#### Prompt:
From the rows below, keep only the lines that contain the word "trailer", copying each one in full.

— Begin Materials provided —

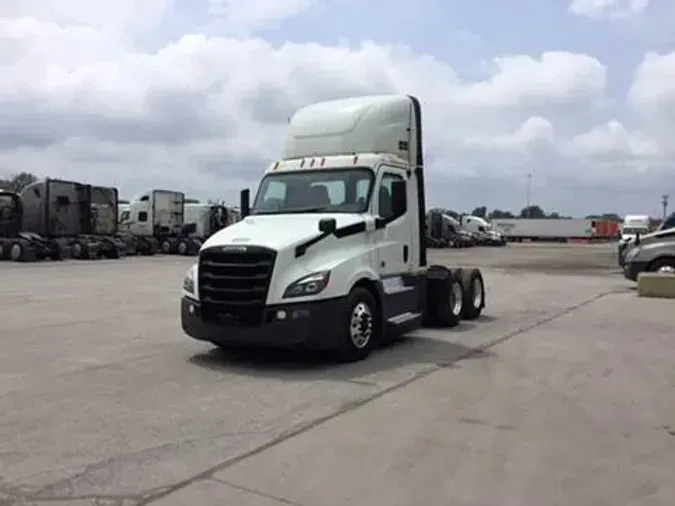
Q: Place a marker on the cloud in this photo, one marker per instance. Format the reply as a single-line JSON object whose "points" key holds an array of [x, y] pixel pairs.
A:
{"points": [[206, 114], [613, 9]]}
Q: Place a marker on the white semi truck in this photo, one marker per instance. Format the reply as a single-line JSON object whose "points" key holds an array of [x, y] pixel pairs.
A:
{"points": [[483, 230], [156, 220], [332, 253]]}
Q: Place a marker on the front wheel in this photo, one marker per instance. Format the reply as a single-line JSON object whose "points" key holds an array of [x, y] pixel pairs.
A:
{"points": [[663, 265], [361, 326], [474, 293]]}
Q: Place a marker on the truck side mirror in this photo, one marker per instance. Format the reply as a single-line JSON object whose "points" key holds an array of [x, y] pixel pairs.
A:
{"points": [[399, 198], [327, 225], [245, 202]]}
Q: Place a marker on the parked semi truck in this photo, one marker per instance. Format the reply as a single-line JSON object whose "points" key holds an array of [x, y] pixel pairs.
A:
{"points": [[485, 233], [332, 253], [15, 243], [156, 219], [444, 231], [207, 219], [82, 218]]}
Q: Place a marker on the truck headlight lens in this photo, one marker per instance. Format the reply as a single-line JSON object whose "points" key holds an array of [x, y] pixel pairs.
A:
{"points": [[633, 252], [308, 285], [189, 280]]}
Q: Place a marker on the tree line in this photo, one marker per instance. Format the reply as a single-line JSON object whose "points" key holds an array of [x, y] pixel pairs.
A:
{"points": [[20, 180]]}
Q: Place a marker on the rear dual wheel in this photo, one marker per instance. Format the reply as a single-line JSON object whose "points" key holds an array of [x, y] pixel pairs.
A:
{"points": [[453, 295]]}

— End Materials provided —
— Begin Materials provided —

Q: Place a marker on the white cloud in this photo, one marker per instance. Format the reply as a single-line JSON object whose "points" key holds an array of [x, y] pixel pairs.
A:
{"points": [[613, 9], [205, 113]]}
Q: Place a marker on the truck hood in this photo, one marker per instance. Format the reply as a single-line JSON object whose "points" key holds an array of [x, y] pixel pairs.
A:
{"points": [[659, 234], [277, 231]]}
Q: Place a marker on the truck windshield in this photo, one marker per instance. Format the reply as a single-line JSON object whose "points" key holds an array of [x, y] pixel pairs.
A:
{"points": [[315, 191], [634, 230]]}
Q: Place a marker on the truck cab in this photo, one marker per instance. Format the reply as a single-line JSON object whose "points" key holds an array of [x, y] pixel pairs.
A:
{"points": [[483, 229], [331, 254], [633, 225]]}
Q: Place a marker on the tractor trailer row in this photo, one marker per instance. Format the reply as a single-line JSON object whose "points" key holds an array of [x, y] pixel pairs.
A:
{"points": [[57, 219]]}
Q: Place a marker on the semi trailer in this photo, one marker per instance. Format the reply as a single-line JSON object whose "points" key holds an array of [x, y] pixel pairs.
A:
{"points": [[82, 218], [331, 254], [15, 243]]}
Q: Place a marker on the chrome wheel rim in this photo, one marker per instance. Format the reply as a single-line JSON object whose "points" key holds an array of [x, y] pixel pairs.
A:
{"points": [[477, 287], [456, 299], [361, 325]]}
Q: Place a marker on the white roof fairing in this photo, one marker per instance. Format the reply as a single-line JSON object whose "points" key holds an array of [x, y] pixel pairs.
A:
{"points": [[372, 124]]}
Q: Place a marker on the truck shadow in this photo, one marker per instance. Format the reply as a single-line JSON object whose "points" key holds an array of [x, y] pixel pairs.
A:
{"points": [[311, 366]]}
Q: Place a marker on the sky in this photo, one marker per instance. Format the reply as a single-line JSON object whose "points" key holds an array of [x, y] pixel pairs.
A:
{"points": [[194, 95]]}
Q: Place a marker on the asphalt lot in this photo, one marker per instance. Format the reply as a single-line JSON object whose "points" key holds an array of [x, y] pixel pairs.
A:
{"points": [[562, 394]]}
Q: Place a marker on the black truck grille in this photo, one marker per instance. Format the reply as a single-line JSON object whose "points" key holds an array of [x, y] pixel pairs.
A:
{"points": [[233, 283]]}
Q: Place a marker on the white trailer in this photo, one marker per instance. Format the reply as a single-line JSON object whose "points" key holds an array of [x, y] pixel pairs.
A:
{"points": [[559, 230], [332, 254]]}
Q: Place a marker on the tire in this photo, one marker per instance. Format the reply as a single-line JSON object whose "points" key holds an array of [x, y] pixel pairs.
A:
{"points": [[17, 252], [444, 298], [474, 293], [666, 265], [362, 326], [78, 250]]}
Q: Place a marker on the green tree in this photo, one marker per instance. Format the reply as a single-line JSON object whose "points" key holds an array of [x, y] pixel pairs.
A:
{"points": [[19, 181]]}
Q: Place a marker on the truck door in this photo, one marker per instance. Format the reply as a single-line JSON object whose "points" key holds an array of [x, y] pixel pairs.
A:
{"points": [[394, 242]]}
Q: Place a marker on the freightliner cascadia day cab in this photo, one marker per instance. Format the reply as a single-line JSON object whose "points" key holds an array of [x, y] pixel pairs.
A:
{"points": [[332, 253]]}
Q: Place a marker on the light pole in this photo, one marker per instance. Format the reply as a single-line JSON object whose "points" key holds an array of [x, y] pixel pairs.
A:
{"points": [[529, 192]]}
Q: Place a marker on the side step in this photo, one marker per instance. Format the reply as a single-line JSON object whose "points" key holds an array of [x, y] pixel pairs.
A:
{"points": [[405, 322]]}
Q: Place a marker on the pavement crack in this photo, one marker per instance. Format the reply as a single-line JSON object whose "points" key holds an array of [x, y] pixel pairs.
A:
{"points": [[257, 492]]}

— End Materials provided —

#### Exercise solution:
Q: Place a marker on the tractor trailer row in this photo, one marker per instance. Format the reply as a single-line JSON object whose "points" key holds an array of [x, y] pixel pairs.
Q: Place a marker on the semi trailer in this photo, one marker per instance. Format the reply as a single-line JSON object whose "points" key holds an array of [x, y] pixel pairs.
Q: Place a marker on the white trailer in this photo, one marker per instance. Format the reply as a single-line JSON object whose "points" key holds an array of [x, y] pixel pairs.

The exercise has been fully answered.